One of the facts which the WiKiPedia mentions, is, that for 20 years, there was a patent on the “Marching Cubes” algorithm, which basically forced some software developers – especially Linux and other, open-source developers – to use “Marching Tetrahedra” as an alternative. But I think that this article has one flaw:

Its assumptions are too modern.

What this article states is that, like Marching Cubes, individual tetrahedra can be fed to the GPU as “Triangle Strips”. The problem with this is the fact, that triangle *strips* are only recognized by the GPU, if DirectX 10(+), or OpenGL 3(+) is available, which means, that ‘a real Geometry Shader’ needs to be running.

Coders were working with Iso-surfaces, during the DirectX 9.0c / OpenGL 2 days, when there were no real Geometry Shaders. And then, one of the limitations that existed in the hardware was, that even if the Fragment Shader received vertices grouped as triangles, usually, Vertex Shaders would only get to probe one vertex at a time. So, what early coders actually did was, to implement a kind of poor man’s geometry shader, within the Fragment Shader. This was possible because one of the pixel formats which the FS could output, also corresponded to one of the vertex formats, which a VS could read as input.

Hence, a Fragment Shader running in this fashion would render its output – under the pretense that it would form an image – into the Vertex Buffer of another rendering pipeline. This was therefore appropriately named “Render-To-Vertex-Buffer”, or, ‘R2VB‘. And today, graphics cards exist, *which no longer permit R2VB*, but which permit OpenGL 4 and/or real Geometry Shaders, the latter of which, in turn, can group their Output Topologies into Triangle Strips.

This poses the question, ‘Because any one shader invocation can only see its own data, how could this result in a Marching Tetrahedra implementation?’ And I don’t fully know the answer.

Today, I can no longer imagine in a satisfyingly complete way, how the programmers in the old days solved such problems. Like many other people today, I need to imagine that the GPU does offer a Geometry Shader – a GS – explicitly, in order to implement a GS.

In a slightly different way, Marching Tetrahedra will continue to be important in the near future, because coders needed to implement the algorithm on the CPU, not the GPU, because they had Iso-Surfaces to render, but no patent-rights to the Marching Cubes algorithm, and, because programmers are not usually asked to rewrite all their predecessors’ code. Hence, code exists, which does all this purely on the CPU, and for which the man-hours don’t exist, to convert it all to Marching Cubes code.

###

## Exercise tasks
• a. In the post on Marching Tetrahedra, how long was the Marching Cubes algorithm under patent?
• b. From the post on Marching Tetrahedra, write out the passage starting at "What this article" and ending at "to be running.".

###

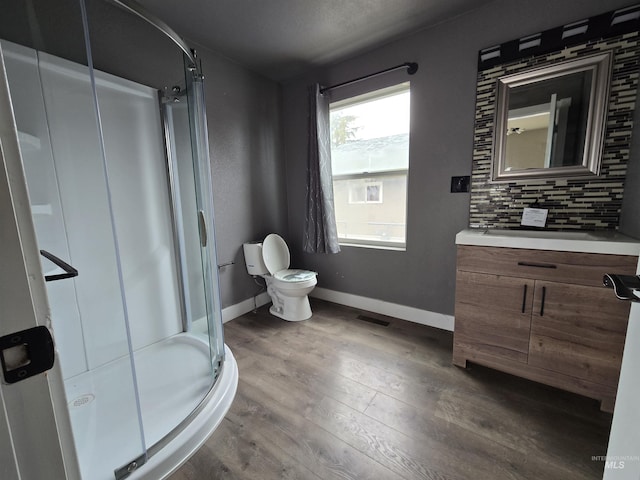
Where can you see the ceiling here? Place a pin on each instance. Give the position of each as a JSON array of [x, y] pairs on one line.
[[283, 38]]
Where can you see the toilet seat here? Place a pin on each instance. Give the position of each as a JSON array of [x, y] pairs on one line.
[[275, 253], [294, 276]]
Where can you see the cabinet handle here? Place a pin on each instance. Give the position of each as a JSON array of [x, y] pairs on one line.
[[539, 265]]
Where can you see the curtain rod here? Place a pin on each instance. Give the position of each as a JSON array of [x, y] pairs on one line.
[[411, 67]]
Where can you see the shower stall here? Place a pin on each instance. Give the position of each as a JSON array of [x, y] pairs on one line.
[[119, 188]]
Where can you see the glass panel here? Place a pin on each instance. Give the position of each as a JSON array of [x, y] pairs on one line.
[[69, 190], [204, 204], [156, 215]]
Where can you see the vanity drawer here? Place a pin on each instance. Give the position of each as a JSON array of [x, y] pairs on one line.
[[567, 267]]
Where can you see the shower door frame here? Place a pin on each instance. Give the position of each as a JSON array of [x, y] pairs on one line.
[[35, 423]]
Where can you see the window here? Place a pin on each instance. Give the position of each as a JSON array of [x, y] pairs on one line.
[[367, 191], [370, 166]]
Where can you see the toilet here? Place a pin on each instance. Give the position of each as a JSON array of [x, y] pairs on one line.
[[288, 288]]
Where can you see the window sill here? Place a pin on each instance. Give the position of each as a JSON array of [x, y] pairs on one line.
[[396, 248]]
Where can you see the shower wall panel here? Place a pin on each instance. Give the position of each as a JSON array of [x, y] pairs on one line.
[[88, 314]]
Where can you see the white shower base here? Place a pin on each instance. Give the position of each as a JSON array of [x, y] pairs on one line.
[[173, 377]]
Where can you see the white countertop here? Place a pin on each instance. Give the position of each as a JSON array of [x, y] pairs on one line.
[[608, 242]]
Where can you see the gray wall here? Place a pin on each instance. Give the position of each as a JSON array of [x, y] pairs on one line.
[[443, 100], [248, 166]]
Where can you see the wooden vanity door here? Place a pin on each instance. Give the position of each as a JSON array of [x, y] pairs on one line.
[[579, 331], [493, 316]]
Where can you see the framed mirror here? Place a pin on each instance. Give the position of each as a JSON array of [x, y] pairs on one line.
[[549, 122]]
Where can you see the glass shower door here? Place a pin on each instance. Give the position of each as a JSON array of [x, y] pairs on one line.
[[204, 203], [61, 144], [190, 178]]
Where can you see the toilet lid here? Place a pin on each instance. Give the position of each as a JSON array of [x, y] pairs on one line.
[[294, 276], [275, 253]]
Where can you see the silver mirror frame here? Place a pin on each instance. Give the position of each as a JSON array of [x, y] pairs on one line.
[[600, 65]]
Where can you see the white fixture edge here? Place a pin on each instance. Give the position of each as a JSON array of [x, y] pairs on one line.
[[173, 455], [604, 242]]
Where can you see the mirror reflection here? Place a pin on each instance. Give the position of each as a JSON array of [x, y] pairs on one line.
[[549, 121]]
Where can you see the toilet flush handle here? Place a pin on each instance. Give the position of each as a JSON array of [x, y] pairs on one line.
[[203, 228]]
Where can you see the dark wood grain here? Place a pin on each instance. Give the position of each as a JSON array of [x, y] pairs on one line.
[[569, 267], [335, 397]]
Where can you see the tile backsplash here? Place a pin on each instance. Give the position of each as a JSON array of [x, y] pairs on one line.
[[591, 203]]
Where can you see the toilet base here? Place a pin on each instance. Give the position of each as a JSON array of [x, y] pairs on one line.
[[291, 309]]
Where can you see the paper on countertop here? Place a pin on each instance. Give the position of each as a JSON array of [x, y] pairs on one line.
[[534, 217]]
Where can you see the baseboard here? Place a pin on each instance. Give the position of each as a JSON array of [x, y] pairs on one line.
[[246, 306], [423, 317]]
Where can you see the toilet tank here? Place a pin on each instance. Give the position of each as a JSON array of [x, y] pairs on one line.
[[253, 258]]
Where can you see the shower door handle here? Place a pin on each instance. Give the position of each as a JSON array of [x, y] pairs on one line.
[[203, 228], [69, 271]]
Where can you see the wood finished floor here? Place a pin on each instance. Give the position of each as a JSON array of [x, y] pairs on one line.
[[335, 397]]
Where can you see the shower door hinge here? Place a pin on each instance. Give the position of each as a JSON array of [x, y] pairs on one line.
[[129, 468], [26, 353]]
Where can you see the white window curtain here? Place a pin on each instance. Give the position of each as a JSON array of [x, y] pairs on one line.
[[320, 235]]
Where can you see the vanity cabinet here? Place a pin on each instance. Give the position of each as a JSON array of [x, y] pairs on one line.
[[543, 315]]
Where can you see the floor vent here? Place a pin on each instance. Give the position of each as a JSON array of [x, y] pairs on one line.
[[373, 320]]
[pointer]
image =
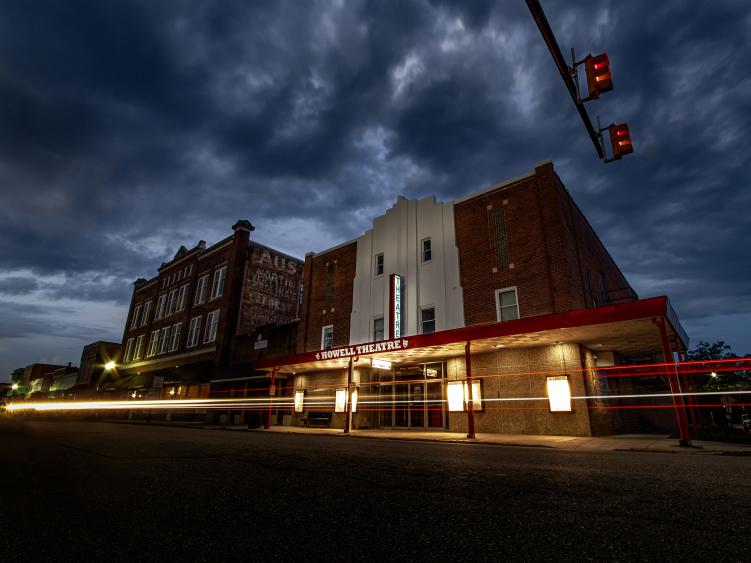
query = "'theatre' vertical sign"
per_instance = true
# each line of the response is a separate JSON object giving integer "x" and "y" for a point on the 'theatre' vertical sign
{"x": 395, "y": 299}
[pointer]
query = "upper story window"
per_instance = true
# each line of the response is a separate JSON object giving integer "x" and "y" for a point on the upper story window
{"x": 160, "y": 306}
{"x": 172, "y": 302}
{"x": 203, "y": 281}
{"x": 146, "y": 312}
{"x": 427, "y": 250}
{"x": 136, "y": 317}
{"x": 138, "y": 352}
{"x": 194, "y": 331}
{"x": 212, "y": 322}
{"x": 378, "y": 329}
{"x": 507, "y": 306}
{"x": 217, "y": 287}
{"x": 379, "y": 264}
{"x": 153, "y": 343}
{"x": 327, "y": 337}
{"x": 427, "y": 319}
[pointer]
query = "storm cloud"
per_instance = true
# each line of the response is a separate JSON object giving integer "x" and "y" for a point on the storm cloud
{"x": 128, "y": 129}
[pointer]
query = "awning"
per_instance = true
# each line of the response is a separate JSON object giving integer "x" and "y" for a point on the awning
{"x": 626, "y": 328}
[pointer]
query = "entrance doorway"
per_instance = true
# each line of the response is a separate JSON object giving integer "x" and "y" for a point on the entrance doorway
{"x": 413, "y": 397}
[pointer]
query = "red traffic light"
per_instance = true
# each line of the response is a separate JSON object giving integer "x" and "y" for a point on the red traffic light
{"x": 599, "y": 79}
{"x": 620, "y": 139}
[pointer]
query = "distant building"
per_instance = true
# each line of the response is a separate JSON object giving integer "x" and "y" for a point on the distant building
{"x": 183, "y": 325}
{"x": 512, "y": 278}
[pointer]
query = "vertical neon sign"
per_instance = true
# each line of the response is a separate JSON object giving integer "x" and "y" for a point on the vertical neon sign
{"x": 395, "y": 326}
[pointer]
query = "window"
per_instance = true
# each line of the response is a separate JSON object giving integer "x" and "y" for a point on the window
{"x": 201, "y": 290}
{"x": 146, "y": 311}
{"x": 428, "y": 320}
{"x": 378, "y": 328}
{"x": 172, "y": 302}
{"x": 212, "y": 321}
{"x": 330, "y": 271}
{"x": 327, "y": 337}
{"x": 175, "y": 340}
{"x": 153, "y": 344}
{"x": 427, "y": 254}
{"x": 182, "y": 297}
{"x": 194, "y": 331}
{"x": 299, "y": 400}
{"x": 379, "y": 264}
{"x": 136, "y": 317}
{"x": 128, "y": 351}
{"x": 507, "y": 308}
{"x": 217, "y": 287}
{"x": 498, "y": 236}
{"x": 138, "y": 353}
{"x": 160, "y": 306}
{"x": 164, "y": 340}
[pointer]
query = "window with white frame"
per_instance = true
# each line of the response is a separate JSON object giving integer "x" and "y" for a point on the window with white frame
{"x": 427, "y": 319}
{"x": 153, "y": 344}
{"x": 217, "y": 286}
{"x": 175, "y": 338}
{"x": 378, "y": 329}
{"x": 160, "y": 306}
{"x": 427, "y": 250}
{"x": 212, "y": 322}
{"x": 182, "y": 297}
{"x": 203, "y": 281}
{"x": 507, "y": 307}
{"x": 327, "y": 337}
{"x": 172, "y": 302}
{"x": 194, "y": 332}
{"x": 136, "y": 316}
{"x": 138, "y": 352}
{"x": 164, "y": 340}
{"x": 128, "y": 350}
{"x": 379, "y": 264}
{"x": 146, "y": 312}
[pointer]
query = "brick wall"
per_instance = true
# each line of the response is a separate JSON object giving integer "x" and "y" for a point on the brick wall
{"x": 549, "y": 243}
{"x": 317, "y": 309}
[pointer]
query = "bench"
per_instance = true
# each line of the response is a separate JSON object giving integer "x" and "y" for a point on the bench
{"x": 315, "y": 419}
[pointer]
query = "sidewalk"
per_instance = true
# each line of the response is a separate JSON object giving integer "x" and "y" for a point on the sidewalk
{"x": 625, "y": 442}
{"x": 630, "y": 442}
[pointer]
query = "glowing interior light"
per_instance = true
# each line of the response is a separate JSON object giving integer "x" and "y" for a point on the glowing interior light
{"x": 341, "y": 400}
{"x": 559, "y": 393}
{"x": 455, "y": 393}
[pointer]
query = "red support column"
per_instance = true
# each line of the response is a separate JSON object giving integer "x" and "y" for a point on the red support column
{"x": 470, "y": 401}
{"x": 675, "y": 384}
{"x": 272, "y": 391}
{"x": 348, "y": 422}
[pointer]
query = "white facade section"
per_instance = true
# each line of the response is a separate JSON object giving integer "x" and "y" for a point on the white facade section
{"x": 399, "y": 236}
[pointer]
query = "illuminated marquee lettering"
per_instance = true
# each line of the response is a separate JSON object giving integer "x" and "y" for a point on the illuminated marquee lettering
{"x": 363, "y": 349}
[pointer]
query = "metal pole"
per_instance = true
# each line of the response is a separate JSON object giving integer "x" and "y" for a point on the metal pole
{"x": 675, "y": 384}
{"x": 470, "y": 401}
{"x": 547, "y": 34}
{"x": 348, "y": 421}
{"x": 272, "y": 390}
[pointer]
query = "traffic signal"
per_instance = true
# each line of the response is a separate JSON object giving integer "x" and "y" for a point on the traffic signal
{"x": 599, "y": 79}
{"x": 620, "y": 139}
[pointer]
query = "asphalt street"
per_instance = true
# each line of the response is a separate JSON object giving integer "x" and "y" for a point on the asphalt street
{"x": 103, "y": 491}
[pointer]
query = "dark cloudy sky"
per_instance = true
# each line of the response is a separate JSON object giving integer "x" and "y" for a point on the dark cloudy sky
{"x": 130, "y": 128}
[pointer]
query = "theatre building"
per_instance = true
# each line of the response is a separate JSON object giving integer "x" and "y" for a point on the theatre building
{"x": 508, "y": 288}
{"x": 184, "y": 324}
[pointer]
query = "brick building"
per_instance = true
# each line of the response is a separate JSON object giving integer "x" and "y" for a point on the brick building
{"x": 184, "y": 324}
{"x": 510, "y": 286}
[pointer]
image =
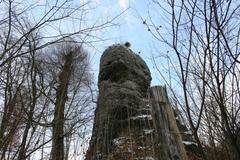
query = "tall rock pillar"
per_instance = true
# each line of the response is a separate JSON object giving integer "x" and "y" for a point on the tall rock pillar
{"x": 129, "y": 122}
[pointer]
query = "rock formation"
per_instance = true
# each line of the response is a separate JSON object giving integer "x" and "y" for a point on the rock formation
{"x": 132, "y": 121}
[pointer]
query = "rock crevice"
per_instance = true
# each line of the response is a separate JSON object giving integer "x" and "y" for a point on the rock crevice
{"x": 132, "y": 121}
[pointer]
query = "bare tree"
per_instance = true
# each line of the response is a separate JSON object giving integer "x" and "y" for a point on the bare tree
{"x": 203, "y": 57}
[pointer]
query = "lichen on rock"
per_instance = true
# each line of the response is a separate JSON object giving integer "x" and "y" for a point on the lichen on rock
{"x": 125, "y": 122}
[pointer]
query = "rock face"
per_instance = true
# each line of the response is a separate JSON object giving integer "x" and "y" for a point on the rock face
{"x": 132, "y": 122}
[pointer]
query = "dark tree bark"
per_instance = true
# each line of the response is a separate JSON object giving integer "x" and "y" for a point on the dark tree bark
{"x": 58, "y": 121}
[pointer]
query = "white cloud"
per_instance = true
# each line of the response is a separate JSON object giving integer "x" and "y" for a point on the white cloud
{"x": 123, "y": 4}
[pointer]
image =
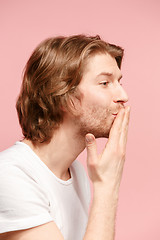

###

## Answers to the tasks
• a. 20 years.

• b.
What this article states is that, like Marching Cubes, individual tetrahedra can be fed to the GPU as “Triangle Strips”. The problem with this is the fact, that triangle *strips* are only recognized by the GPU, if DirectX 10(+), or OpenGL 3(+) is available, which means, that ‘a real Geometry Shader’ needs to be running.